(Stored entries)
━━━━━━━━━━━━━━━━━━━━━━━━━━━━━━

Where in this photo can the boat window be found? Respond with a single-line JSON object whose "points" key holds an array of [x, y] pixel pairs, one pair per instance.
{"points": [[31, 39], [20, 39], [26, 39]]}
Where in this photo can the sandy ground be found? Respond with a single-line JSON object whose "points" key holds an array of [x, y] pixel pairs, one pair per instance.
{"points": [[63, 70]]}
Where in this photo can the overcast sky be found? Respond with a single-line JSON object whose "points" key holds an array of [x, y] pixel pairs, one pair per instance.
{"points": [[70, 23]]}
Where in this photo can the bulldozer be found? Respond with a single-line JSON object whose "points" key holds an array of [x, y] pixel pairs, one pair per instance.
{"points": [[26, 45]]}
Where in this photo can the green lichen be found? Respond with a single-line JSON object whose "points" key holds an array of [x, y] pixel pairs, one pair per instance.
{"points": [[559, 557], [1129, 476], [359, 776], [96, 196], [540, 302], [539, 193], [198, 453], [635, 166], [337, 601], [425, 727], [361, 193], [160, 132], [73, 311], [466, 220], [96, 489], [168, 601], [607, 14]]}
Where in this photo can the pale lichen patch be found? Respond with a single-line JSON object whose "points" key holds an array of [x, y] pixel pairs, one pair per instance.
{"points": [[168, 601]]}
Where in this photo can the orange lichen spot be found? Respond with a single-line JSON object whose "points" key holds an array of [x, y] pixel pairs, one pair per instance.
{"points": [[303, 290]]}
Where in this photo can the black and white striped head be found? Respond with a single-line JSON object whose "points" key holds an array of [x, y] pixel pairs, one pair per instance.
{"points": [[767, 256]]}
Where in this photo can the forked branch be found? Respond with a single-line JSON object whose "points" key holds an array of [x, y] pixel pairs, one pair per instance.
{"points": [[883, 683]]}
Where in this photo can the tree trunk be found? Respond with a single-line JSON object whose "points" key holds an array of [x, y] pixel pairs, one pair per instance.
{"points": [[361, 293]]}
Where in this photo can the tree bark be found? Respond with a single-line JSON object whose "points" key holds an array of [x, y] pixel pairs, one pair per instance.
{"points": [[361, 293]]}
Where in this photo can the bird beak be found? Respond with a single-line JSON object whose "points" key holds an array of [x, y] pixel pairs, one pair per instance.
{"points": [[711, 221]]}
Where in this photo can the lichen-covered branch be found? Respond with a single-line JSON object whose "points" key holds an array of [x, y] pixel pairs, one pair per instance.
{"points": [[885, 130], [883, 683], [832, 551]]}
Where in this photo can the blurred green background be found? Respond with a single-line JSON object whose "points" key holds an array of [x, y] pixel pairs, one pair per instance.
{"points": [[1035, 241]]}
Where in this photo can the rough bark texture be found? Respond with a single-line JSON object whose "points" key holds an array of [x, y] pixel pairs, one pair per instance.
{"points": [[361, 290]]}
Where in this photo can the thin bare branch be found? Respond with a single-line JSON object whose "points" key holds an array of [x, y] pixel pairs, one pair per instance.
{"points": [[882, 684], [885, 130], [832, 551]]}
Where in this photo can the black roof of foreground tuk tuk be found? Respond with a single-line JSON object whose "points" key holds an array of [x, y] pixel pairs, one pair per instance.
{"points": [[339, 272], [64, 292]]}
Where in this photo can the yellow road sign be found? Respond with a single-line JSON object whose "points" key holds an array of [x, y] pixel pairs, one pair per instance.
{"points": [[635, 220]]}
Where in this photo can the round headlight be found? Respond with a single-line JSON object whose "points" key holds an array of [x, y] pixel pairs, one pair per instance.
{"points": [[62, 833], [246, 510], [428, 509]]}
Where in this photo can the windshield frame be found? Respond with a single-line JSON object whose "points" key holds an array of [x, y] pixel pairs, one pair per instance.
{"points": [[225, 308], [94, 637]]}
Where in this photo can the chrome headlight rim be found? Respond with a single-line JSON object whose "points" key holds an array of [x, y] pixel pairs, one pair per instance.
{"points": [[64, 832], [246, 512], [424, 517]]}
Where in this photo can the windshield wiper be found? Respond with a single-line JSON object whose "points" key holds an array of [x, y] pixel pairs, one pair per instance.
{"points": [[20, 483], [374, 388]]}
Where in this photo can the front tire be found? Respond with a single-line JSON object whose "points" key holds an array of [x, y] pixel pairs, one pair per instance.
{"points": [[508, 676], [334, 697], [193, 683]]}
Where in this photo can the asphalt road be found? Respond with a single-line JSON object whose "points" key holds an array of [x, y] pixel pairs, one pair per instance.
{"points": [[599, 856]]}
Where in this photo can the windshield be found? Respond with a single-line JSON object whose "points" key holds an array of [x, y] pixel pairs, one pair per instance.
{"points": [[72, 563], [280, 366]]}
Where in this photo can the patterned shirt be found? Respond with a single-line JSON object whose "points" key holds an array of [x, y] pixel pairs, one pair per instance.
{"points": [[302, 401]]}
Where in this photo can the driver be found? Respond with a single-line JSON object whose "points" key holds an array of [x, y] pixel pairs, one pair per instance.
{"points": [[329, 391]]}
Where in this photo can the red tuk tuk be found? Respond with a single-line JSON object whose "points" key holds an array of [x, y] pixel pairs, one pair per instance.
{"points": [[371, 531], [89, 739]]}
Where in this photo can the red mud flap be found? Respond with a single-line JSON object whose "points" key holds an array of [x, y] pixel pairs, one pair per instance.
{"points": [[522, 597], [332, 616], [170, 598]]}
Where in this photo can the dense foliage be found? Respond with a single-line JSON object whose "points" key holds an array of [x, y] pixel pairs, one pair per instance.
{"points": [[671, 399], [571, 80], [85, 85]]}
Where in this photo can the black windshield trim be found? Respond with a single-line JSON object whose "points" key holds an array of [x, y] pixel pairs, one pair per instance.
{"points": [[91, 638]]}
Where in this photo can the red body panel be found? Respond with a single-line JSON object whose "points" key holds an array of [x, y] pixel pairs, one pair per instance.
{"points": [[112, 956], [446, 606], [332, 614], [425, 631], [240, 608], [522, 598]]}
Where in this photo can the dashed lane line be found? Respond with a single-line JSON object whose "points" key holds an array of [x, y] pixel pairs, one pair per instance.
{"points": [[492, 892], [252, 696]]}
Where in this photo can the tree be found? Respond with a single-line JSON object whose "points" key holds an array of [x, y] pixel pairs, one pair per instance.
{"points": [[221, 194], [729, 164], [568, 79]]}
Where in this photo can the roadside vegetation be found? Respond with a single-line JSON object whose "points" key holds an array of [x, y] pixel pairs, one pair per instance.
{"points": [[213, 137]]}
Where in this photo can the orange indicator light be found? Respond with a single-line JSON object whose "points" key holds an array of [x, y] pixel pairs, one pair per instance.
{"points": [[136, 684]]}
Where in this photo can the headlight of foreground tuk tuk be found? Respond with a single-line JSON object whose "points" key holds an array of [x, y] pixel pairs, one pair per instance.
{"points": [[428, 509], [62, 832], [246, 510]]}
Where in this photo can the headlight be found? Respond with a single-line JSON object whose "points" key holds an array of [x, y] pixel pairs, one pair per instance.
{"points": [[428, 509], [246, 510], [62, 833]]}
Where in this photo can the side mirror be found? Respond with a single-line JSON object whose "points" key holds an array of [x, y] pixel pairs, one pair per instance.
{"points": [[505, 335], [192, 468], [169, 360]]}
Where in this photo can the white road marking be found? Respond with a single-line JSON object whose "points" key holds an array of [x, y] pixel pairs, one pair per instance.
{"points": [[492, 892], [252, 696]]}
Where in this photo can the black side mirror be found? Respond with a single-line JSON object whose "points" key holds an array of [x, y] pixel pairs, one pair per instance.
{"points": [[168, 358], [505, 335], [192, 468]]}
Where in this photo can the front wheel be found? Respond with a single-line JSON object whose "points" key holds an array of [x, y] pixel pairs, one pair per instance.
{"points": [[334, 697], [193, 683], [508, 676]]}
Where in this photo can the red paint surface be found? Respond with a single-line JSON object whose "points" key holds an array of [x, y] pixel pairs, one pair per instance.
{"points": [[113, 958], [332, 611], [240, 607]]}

━━━━━━━━━━━━━━━━━━━━━━━━━━━━━━

Directions for this task >>
Copy out verbatim the lines of the records from the line that contains "Where in this photo can the side" through the end of the records, including both ends.

Answer to the problem >>
Where in this photo can the side mirror be found? Respond with a single-line JSON object whose "points" key holds an array of [x, y] pixel pairs, one pair per instance.
{"points": [[505, 335], [192, 468], [169, 360]]}
Where in this photo can the white road marking be found? Respond with a single-line JSON object whose "points" key holds an array of [x, y] pixel pairs, one pair per instance.
{"points": [[492, 892], [252, 696]]}
Where in this photo can the black side mirror be found? Respond with a single-line JSON object whose "points" key holds an array of [x, y] pixel pairs, one pair per instance.
{"points": [[168, 358], [505, 335], [192, 468]]}
Where in this photo can the front wheel be found? Respond with a single-line JSON object whose "points" key holds an array of [x, y] pixel pairs, one pair per instance.
{"points": [[334, 697], [193, 683], [508, 676]]}
Where in this photo can the red paint surface be found? Respond with a single-line JSON object whose "points" key holds an array of [x, y] pixel pairs, one pair per instance.
{"points": [[113, 958], [332, 611], [240, 607]]}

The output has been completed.